The request.
Gather every line below that contains the word "Bonus" and copy each one in full.

Provided entries.
—————

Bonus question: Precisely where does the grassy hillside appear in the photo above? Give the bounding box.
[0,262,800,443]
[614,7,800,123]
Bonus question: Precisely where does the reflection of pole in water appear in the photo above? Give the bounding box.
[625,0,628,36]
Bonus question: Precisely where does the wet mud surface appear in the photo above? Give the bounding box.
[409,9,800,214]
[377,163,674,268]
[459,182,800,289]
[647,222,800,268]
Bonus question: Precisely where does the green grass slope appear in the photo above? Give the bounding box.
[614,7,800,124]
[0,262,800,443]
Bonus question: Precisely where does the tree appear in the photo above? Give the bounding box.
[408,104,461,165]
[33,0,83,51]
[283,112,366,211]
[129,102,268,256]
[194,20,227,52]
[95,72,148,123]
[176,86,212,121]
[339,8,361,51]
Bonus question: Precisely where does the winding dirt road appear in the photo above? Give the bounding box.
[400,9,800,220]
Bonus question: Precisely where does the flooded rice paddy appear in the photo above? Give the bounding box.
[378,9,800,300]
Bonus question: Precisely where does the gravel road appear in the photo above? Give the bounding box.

—————

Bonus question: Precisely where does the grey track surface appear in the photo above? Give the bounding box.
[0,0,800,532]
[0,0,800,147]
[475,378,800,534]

—————

Finished answer.
Bonus question: Precisely where does the grassy hillside appear in the photo above? Give the bounding box.
Bonus question: Precisely where does the reflection of pole in water appear in the photo above? Give the bounding box.
Bonus question: Precisely where does the wet mud surface appear in the photo above? Give the bounding box.
Bonus question: Precisely where does the green grass slope appear in the photo above? Give the bounding box.
Bonus question: Precisely where does the tree appear in the photo above? Give the bounding box.
Bonus question: Precisely where does the winding dirt road appear in the photo above? Give the bounding box.
Bonus question: Precisely where does the flooded rice paddy appear in the photo above? Give the bounding box.
Bonus question: Precisely where does the gravel road appear in the photo above? Give the bounding box.
Bonus question: Precisely where does the grey track surface appear in the photo above? Give the bounding box.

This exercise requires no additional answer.